Reputation: 81
Rank beginner at ElasticSearch here.
I have a list of customers, and their orders as a nested field. Assuming a document structure like:
[
{ customerId: 123,
birthday: 1980-01-01,
orders: [
{
orderValue: 1500,
orderDate: 2018-12-18T12:18:12Z
},
[...]
]
},
[...]
}
What I'd like to query is: The list of users who ordered for a certain amount from between two dates. And I'd like to be able to combine that with a range query for, for example, birthday.
I've gotten to the point where I can get the sum ordered between two dates per subscriber using aggregations:
{
"size": 0,
"aggs": {
"foo": {
"nested": {
"path": "orders"
},
"aggs": {
"grouped_by_customerId": {
"terms": {
"field": "orders.customerId.keyword"
},
"aggs": {
"filtered_by_date": {
"filter": {
"range": {
"orders.orderDate": {
"from": "2018-01-28",
"to": null,
"include_lower": false,
"include_upper": true,
"format": "yyyy-MM-dd",
"boost": 1
}
}
},
"aggs": {
"sum": {
"sum": {
"field": "orders.orderValue"
}
}
}
}
}
}
}
}
}
}
However, I'd like to limit the results I get back in the Query part, to mix better with all our other filters.
My first thought was to have a script filter and pass the bounding dates and minimum value in as parameters, but then I'd have to iterate over a doc's nested documents, and that doesn't seem to work.
Is that last idea possible, and if so, how?
Thanks!
Upvotes: 3
Views: 2435
Reputation: 81
Finally solved this myself, using a Function Score query as follows:
{
"query": {
"bool": {
"must": [
{
"function_score": {
"min_score": 1,
"query": {
"nested": {
"path": "orders",
"ignore_unmapped": false,
"score_mode": "min",
"boost": 1,
"query": {
"range": {
"orders.orderDate": {
"from": "2018-12-10",
"to": null,
"include_lower": true,
"include_upper": true,
"format": "yyyy-MM-dd",
"boost": 1
}
}
}
}
},
"functions": [
{
"filter": {
"match_all": {}
},
"script_score": {
"script": {
"source": "ArrayList x = params['_source']['orders'];if (x == null) { return 0 }long result = x.stream().filter(order -> { if(params.startDate != null && !ZonedDateTime.parse(order.orderDate).isAfter(ZonedDateTime.parse(params.startDate))) return false; return true}).mapToLong(order->Long.parseLong(order.orderValue)).sum();if(params.operator == 'GT') return result > params.totalOrderValue ? 2 : 0;else if (params.operator == 'GE') return result >= params.totalOrderValue ? 3 : 0;else if (params.operator == 'LE') return result <= params.totalOrderValue ? 4 : 0;else if(params.operator == 'LT') return result < params.totalOrderValue ? 5 : 0;return result == params.totalOrderValue ? 6 : 0",
"lang": "painless",
"params": {
"totalOrderValue": 120,
"operator": "GE",
"startDate": "2012-12-10T23:00:00.000Z"
}
}
}
}
],
"score_mode": "multiply",
"max_boost": 3.4028235e+38,
"boost": 1
}
}
],
"adjust_pure_negative": true,
"boost": 1
}
}
}
The actual scores this produces are debugging output to test the operator, but a min_score of 1 means any of them match. Using _source is quite slow.
Without a query in the function_score it works, but takes 20 seconds or so to muddle through 3 million records. With the query, you only look at customers with orders that actually match the date range.
Since the painless script processes the entire list of orders, it has to redo the date math. Some optimization to do there, but at least I have a Proof of Concept.
I've seen this question before without a satisfactory answer, so hopefully someone finds this useful.
Upvotes: 5

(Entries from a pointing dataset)
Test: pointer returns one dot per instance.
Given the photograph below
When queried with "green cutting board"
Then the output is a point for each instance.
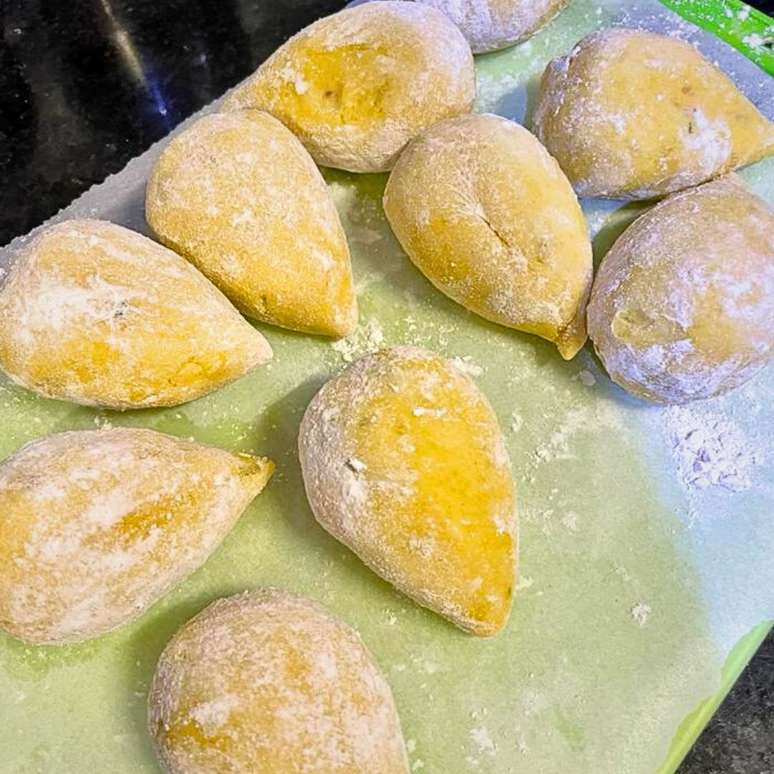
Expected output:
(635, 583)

---

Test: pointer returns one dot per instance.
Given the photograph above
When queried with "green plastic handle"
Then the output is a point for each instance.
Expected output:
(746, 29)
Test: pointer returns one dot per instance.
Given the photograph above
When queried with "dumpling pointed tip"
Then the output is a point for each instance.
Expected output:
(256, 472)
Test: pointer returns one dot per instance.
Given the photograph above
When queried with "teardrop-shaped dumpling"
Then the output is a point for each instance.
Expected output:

---

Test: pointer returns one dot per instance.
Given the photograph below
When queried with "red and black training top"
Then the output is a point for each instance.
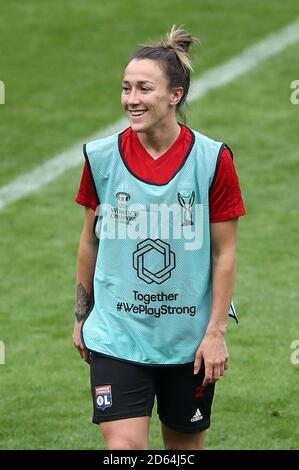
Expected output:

### Directive A
According to the Elasticsearch thread, roughly how long does the function score approach take to work through 3 million records when the function_score contains no query?
### Directive B
Reproduce everything in the Elasticsearch thread from "Since the painless" down to "Proof of Concept.".
Draw solely on the Elasticsearch thread in responding.

### Written response A
About 20 seconds.

### Written response B
Since the painless script processes the entire list of orders, it has to redo the date math. Some optimization to do there, but at least I have a Proof of Concept.